• [Texto del ejercicio]:
* * *

El Departamento de Estado suele bajarle el precio a las reacciones adversas de líderes políticos y sociales argentinos (incluidos presidentes). Los diplomáticos las asumen como un dato folklórico con el que hay que lidiar, que brinda impulsos de popularidad en un país en el que el sentimiento antiestadunidense cotiza alto y recorre la historia.

Dicha mirada descarnada, que resta romanticismo a las proclamas dirigenciales del estilo “fuera yankees”, tiene algo de asidero. No hacía falta revelar documentos secretos para saber que, como el tero, algunos líderes inflaman su retórica ante los micrófonos para luego acudir a despachos de las avenidas Colombia o Libertador y expresar su espíritu colaborativo hacia la potencia del Norte. Acaso el ex vicepresidente Amado Boudou, su amigo y hoy antikirchnerista Sergio Massa y el fallecido fiscal Alberto Nisman hayan dejado expuesta una conducta impropia, pero, al fin y al cabo, la Argentina fue gobernada en los años noventa por un peronista que se presentó “antiimperialista” como candidato y promovió “relaciones carnales” una vez en funciones.

Desde una perspectiva global, el gobierno de Néstor Kirchner y el primero de Cristina Fernández de Kirchner (CFK) tuvieron espacios de colaboración que fueron bastante más allá de lo admitido por las casas Rosada y Blanca. Diez años atrás, para ninguna de las dos administraciones tenía sentido explicitar acuerdos que daban resultados satisfactorios, justamente, si no hacían ruido. El segundo turno de CFK fue otra historia. En el tramo final del gobierno de la presidenta peronista de centroizquierda, la puja con los fondos buitre y la denuncia y muerte del fiscal Nisman llenaron la relación bilateral de intrigas y terminaron por transformar una convivencia tensa en congelamiento e indiferencia.
Sin embargo, una recurrencia excesiva a la noción de que la actitud de la dirigencia argentina peronista o de izquierda hacia Washington obedece a meras razones demagógicas, “para la tribuna”, puede llevar a equívocos. El abuso de un enfoque que no considere los puntos de divergencia y las huellas históricas de la relación no conduce a ningún lado.
En estas horas, comprobaremos hasta qué punto llega la reparación por el aspecto más dañino de la intervención de Washington no sólo en la Argentina sino al sur del río Colorado, como fue el impulso o la connivencia con dictaduras sangrientas.
Menos dramático fue el desencuentro reciente de los gobiernos de Barack Obama y Cristina Fernández de Kirchner en torno al abordaje de los fondos buitre. Por un momento, indicios marcaban que el Presidente demócrata tomaría partido por la postura argentina para frenar la toxicidad para el sistema financiero que porta el accionar de esos fondos especulativos. Adicionalmente, el emblema de los empresarios “buitre”, Paul Singer, ha destinado millones de dólares año tras año para financiar campañas y políticos que tenían como destinatarios predilectos tanto al mandatario demócrata como el gobierno argentino. Sin embargo, a CFK y a Obama no los unió el espanto.

Con Macri en la Casa Rosada, escuchamos dosis aluvionales de palabras como “relanzamiento”, “madurez”, “oportunidades”, “confianza” e “inversiones” para explicar el nuevo hito de la relación entre Buenos Aires y Washington. No es la primera vez que suceden fotos festivas y gestos de complicidad. Si el abordaje no tiene en cuenta otras palabras menos gratas como “especulación”, “asimetrías”, “corrupción” y “sometimiento”, la promesa de un futuro venturoso fracasará una vez más.

* * *

Registros contenidos en un conjunto de datos:
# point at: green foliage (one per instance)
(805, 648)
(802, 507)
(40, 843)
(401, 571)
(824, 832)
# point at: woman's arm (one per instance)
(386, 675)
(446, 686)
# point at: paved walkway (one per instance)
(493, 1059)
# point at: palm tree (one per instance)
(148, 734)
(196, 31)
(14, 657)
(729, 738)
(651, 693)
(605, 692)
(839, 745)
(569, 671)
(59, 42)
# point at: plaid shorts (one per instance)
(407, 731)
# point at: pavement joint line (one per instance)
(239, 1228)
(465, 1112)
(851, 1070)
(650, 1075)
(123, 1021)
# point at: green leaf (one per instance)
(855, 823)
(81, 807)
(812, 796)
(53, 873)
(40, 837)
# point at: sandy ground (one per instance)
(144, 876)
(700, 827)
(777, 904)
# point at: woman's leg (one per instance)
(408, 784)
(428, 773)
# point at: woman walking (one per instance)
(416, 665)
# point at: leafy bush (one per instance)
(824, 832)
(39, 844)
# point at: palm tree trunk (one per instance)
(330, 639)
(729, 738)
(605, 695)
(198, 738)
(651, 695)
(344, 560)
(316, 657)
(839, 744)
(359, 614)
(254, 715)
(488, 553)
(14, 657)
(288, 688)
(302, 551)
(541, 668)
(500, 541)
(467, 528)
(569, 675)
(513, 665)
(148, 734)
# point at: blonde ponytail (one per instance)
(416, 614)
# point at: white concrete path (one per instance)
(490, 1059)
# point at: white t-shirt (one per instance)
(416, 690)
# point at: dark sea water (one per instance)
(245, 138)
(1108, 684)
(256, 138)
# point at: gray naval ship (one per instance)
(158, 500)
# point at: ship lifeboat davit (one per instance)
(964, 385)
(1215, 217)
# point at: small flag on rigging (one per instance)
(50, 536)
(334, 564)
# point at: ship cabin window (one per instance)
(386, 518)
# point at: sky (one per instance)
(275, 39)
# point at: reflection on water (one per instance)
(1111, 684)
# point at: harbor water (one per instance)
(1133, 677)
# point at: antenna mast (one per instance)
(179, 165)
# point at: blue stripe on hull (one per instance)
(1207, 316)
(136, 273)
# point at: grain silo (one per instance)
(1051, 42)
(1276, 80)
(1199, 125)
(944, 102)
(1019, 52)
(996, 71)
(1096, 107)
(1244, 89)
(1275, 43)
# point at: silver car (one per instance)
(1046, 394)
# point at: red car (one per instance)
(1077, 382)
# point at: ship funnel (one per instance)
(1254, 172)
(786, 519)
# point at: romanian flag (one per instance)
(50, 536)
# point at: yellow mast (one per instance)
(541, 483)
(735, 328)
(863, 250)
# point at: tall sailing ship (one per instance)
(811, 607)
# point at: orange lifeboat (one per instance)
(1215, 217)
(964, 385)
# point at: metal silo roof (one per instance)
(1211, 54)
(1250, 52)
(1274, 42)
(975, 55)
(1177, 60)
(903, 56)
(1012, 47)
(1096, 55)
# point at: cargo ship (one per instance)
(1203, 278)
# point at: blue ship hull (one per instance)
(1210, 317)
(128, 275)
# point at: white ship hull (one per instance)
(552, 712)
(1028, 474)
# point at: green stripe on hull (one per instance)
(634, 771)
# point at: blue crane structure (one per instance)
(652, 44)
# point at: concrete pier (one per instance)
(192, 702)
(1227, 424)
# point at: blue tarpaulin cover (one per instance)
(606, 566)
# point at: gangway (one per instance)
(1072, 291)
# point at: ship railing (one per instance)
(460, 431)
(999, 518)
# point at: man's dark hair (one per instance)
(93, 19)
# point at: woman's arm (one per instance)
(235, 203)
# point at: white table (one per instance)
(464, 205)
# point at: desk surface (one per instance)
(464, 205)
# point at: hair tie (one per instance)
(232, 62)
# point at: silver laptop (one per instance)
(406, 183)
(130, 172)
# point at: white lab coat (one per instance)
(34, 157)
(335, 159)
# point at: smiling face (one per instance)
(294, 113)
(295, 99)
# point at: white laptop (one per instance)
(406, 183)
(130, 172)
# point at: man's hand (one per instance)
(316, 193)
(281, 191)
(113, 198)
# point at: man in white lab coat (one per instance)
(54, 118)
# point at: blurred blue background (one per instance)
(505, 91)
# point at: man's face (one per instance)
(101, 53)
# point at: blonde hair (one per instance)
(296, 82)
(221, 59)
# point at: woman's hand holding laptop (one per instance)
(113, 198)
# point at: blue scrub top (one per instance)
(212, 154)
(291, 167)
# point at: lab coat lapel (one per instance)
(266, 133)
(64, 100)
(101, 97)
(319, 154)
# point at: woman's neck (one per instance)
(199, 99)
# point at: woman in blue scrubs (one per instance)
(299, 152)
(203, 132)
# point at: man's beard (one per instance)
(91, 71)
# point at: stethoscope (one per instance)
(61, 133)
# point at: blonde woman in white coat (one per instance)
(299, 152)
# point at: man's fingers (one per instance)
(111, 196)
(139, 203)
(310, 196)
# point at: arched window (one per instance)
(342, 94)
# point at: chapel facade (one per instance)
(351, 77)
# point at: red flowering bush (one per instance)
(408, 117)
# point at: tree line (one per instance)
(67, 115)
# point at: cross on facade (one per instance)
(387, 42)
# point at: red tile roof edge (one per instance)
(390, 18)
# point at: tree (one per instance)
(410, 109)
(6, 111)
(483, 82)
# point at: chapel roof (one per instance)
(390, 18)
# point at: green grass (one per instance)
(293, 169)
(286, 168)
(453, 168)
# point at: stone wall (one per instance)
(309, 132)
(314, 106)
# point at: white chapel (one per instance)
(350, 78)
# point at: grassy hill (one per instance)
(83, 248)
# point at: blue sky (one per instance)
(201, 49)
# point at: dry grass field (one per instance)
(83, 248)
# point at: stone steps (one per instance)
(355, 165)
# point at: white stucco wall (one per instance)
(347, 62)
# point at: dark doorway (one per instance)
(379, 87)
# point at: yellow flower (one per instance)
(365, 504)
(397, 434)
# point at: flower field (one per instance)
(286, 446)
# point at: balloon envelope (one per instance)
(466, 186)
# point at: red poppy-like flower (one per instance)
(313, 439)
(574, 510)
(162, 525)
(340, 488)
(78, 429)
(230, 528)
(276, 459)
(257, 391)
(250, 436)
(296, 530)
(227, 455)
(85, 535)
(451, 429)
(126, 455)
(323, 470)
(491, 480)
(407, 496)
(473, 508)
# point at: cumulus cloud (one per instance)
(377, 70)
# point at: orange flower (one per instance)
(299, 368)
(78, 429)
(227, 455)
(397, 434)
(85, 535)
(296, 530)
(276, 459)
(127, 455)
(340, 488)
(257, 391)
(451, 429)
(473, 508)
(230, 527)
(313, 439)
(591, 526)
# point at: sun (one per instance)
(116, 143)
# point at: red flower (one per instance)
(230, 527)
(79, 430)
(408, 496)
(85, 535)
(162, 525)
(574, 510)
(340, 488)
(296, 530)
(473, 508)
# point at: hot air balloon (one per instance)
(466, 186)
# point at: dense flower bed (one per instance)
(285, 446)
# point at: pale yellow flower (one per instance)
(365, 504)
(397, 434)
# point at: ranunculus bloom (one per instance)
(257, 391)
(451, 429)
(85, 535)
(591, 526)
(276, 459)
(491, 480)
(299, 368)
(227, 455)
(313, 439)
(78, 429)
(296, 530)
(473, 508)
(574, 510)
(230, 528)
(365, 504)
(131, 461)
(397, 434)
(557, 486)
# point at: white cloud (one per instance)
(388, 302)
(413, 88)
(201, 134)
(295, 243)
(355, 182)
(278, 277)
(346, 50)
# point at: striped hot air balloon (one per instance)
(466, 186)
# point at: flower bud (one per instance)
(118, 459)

* * *

• [Instrucciones]:
(a) Según el texto sobre las relaciones entre la Argentina y Estados Unidos, ¿quién es el emblema de los empresarios "buitre"?
(b) Reproduzca, del texto sobre las relaciones entre la Argentina y Estados Unidos, el fragmento que se inicia con las palabras "Con Macri en" y concluye con "una vez más.".

• [Lista de respuestas]:
(a) Paul Singer.

(b)
Con Macri en la Casa Rosada, escuchamos dosis aluvionales de palabras como “relanzamiento”, “madurez”, “oportunidades”, “confianza” e “inversiones” para explicar el nuevo hito de la relación entre Buenos Aires y Washington. No es la primera vez que suceden fotos festivas y gestos de complicidad. Si el abordaje no tiene en cuenta otras palabras menos gratas como “especulación”, “asimetrías”, “corrupción” y “sometimiento”, la promesa de un futuro venturoso fracasará una vez más.